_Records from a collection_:
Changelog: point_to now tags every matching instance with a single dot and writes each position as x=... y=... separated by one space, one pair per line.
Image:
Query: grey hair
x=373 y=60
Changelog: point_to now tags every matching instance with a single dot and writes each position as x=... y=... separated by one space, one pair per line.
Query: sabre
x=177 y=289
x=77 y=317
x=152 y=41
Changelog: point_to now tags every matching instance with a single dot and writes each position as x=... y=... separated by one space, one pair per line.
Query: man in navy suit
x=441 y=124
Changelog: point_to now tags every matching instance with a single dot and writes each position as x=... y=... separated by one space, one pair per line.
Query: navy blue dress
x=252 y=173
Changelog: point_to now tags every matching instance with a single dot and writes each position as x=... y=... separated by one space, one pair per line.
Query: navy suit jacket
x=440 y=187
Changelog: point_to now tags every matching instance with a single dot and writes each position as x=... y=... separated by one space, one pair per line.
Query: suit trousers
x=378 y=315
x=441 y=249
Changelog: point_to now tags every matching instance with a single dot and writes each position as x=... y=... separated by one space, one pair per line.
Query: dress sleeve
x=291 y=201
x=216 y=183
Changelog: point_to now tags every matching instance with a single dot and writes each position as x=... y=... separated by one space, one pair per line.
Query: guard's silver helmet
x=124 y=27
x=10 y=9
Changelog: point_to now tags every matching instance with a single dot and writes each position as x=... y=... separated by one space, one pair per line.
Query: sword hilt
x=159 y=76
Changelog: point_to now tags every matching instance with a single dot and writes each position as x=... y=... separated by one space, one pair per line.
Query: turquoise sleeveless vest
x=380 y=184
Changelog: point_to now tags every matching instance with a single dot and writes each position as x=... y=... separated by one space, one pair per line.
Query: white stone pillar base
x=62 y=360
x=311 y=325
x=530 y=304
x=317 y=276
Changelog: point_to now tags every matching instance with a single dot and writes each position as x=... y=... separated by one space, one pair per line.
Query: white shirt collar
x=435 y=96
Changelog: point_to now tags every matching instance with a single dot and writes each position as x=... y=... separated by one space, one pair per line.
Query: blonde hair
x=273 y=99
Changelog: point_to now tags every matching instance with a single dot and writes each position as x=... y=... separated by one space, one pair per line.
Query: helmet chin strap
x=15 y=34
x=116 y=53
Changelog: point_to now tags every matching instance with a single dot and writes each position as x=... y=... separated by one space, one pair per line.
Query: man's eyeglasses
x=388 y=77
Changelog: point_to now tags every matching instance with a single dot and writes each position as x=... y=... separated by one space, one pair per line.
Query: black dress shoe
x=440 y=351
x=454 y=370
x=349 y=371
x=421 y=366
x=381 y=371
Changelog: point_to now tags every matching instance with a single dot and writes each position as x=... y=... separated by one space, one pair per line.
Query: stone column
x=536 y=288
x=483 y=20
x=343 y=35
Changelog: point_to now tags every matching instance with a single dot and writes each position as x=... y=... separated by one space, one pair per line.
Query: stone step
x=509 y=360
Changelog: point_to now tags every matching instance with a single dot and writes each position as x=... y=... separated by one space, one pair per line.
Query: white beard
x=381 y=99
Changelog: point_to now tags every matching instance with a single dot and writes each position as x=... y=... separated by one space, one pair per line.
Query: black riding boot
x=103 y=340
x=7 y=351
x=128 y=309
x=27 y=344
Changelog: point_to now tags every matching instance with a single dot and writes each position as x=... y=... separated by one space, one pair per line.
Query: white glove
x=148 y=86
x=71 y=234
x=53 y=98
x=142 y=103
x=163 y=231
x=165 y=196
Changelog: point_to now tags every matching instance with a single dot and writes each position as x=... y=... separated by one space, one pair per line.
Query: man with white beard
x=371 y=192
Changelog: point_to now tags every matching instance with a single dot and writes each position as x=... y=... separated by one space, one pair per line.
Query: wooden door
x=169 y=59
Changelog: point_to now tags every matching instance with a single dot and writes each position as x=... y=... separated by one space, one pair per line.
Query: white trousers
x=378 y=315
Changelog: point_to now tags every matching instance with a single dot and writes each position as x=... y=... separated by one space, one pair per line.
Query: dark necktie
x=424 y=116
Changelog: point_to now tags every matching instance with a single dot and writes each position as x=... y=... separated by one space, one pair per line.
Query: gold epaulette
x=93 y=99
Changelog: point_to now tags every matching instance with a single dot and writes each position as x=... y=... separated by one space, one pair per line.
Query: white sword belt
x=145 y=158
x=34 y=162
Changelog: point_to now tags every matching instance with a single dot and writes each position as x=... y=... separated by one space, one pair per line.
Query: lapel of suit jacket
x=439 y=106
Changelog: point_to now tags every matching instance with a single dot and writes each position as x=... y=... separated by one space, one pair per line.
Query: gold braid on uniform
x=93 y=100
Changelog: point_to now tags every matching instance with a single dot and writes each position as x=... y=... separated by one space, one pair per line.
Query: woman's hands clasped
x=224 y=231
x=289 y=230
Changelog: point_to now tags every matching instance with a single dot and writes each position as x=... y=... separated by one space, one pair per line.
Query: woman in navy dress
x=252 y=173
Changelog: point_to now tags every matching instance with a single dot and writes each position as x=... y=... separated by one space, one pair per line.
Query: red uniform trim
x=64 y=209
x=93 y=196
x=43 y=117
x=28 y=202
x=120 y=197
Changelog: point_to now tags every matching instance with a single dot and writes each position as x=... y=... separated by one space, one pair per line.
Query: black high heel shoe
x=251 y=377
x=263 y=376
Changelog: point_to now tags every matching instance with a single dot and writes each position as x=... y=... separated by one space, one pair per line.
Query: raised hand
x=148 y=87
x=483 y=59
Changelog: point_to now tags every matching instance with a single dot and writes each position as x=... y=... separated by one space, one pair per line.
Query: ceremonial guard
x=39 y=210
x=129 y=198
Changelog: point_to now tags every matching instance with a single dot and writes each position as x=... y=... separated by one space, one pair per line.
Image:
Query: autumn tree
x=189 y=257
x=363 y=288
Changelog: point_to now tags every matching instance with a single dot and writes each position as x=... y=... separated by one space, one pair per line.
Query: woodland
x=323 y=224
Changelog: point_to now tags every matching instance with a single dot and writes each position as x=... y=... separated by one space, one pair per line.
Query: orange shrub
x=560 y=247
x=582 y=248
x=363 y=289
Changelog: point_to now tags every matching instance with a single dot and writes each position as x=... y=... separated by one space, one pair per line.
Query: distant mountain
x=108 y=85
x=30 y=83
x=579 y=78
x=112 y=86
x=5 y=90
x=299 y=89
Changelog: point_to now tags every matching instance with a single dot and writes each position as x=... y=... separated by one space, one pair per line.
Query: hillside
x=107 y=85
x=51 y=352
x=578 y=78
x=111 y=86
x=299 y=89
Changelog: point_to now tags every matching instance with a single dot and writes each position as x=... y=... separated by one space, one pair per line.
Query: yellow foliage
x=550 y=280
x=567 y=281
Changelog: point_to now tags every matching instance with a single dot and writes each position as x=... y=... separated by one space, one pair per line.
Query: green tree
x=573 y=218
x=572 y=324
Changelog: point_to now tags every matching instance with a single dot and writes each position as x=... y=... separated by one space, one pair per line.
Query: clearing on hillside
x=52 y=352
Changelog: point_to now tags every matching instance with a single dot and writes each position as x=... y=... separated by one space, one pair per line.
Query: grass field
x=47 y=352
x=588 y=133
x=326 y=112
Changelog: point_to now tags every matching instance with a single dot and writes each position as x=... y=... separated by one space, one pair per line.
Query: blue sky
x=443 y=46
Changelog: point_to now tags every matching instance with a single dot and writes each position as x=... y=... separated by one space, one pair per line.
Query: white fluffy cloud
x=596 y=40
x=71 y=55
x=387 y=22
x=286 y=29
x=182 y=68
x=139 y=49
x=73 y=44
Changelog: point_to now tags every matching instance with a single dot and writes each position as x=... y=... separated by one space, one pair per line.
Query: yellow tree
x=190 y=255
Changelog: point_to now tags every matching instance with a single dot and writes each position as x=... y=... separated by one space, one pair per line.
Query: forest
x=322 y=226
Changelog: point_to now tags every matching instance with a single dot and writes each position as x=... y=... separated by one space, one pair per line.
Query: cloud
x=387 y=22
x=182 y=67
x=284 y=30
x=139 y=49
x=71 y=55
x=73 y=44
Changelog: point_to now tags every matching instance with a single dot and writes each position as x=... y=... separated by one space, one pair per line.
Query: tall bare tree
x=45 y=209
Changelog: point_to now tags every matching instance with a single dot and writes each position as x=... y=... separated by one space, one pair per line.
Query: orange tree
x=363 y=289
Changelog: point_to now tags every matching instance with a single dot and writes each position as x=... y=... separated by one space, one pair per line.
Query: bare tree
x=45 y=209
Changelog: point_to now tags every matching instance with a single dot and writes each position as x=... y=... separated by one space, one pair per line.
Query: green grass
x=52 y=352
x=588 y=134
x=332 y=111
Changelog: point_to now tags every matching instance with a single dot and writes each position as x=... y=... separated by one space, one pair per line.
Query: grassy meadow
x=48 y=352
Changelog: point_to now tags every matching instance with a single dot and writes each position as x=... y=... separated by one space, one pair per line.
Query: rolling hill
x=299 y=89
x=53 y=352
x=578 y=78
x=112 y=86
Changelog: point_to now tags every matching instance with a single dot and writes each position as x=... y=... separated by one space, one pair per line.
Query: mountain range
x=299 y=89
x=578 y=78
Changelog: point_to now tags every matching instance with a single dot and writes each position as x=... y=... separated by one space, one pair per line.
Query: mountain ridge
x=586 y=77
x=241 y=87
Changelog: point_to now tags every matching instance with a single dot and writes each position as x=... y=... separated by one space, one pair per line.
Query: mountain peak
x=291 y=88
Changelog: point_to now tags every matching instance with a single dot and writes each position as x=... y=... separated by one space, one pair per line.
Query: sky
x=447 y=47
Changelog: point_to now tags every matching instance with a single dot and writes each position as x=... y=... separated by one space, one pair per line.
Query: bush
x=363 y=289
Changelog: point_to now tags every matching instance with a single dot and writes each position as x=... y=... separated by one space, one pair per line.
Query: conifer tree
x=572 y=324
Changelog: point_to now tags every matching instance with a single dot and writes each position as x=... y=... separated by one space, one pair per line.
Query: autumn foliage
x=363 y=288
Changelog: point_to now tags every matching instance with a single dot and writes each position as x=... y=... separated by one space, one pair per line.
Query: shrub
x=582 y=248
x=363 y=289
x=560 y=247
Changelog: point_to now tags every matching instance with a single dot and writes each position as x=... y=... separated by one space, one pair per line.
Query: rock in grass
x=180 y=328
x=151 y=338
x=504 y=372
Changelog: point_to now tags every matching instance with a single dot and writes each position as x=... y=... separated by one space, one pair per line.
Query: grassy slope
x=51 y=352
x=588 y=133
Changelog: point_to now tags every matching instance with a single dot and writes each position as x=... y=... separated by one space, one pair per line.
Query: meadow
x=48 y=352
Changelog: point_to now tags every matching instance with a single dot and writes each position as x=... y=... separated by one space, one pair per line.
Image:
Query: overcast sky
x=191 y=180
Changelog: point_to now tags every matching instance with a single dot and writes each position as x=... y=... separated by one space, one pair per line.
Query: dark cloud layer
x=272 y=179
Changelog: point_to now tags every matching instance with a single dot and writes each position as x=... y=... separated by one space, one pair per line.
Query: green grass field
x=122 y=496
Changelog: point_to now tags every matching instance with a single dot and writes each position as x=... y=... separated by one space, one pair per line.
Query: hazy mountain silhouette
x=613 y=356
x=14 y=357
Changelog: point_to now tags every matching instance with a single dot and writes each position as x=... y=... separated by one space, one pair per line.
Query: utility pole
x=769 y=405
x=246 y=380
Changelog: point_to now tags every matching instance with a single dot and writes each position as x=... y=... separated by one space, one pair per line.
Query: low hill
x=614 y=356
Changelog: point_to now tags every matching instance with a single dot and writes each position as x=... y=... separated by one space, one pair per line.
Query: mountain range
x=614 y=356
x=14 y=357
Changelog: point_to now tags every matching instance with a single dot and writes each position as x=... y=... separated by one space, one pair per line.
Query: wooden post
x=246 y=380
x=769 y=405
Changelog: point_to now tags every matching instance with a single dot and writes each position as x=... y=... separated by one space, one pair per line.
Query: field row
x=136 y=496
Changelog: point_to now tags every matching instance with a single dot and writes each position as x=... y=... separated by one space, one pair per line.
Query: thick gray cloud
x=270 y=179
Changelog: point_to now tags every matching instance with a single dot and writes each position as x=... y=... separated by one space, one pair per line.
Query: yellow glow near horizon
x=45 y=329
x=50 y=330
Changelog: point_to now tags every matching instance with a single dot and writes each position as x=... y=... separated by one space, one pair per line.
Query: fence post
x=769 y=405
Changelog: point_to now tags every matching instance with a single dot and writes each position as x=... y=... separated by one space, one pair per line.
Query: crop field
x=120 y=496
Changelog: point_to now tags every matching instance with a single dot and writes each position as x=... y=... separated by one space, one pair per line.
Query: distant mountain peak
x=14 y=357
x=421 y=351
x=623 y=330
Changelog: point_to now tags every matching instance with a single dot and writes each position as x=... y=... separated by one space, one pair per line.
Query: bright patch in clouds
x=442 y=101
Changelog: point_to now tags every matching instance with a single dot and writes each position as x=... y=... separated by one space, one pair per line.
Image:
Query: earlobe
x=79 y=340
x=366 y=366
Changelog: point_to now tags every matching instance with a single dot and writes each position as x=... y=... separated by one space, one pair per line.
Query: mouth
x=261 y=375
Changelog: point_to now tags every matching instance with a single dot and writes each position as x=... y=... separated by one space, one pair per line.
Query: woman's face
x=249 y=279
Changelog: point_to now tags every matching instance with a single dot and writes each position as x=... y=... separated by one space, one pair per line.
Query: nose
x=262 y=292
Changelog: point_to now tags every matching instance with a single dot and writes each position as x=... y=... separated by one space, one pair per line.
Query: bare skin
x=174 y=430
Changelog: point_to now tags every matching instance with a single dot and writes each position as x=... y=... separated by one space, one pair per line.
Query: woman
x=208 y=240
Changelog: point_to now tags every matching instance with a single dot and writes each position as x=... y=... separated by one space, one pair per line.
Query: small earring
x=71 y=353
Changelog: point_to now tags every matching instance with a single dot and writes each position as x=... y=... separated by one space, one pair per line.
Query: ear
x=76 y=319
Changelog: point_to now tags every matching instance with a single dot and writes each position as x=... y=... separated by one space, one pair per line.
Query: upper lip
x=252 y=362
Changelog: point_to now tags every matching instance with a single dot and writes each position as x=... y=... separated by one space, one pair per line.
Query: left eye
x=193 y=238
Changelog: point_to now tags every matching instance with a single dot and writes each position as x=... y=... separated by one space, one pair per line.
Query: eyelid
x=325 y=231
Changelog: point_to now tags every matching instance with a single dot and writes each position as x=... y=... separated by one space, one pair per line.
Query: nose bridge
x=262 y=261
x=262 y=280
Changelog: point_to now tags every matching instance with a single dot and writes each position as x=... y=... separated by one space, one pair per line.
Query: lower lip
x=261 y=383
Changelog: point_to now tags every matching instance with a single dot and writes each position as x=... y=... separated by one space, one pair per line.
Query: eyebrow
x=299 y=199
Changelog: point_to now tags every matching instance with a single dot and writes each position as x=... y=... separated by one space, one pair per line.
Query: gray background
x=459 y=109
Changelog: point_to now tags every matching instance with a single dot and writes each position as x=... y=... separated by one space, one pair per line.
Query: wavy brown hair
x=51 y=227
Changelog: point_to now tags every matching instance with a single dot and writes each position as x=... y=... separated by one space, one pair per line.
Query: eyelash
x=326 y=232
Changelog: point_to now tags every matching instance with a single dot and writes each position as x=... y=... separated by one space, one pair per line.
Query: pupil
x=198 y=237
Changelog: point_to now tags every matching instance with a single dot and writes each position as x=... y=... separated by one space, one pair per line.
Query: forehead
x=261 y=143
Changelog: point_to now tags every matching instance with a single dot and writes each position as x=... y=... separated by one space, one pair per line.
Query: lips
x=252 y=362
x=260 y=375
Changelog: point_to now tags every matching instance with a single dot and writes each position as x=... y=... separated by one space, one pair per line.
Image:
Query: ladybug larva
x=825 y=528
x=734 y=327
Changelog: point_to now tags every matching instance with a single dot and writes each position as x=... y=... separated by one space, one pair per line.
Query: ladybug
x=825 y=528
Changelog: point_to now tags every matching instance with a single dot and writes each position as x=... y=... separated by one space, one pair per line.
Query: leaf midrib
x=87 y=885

_Task goal_:
The answer should consist only of the lines from the one containing "Query: pupil" through the last line of the data, given again exactly.

_Reply_:
Query: pupil
x=198 y=237
Changelog: point_to now tags every matching instance with a single dot and writes each position as x=... y=... separated by one space, one pair per line.
Query: forehead
x=261 y=143
Changelog: point_to now tags every matching instance with a single dot and writes each position as x=... y=... separated by one space, one pair per line.
Query: lips
x=252 y=362
x=260 y=375
Changelog: point_to now tags every matching instance with a single dot and writes each position as x=... y=... separated by one space, one pair per line.
Image:
Query: ladybug larva
x=825 y=528
x=734 y=327
Changelog: point_to now tags every matching instance with a single dot and writes each position as x=... y=... separated by one space, one pair per line.
Query: ladybug
x=825 y=528
Changelog: point_to now tags every matching instance with a single dot and writes each position as x=... y=... separated by one space, one pair per line.
Query: leaf midrib
x=87 y=885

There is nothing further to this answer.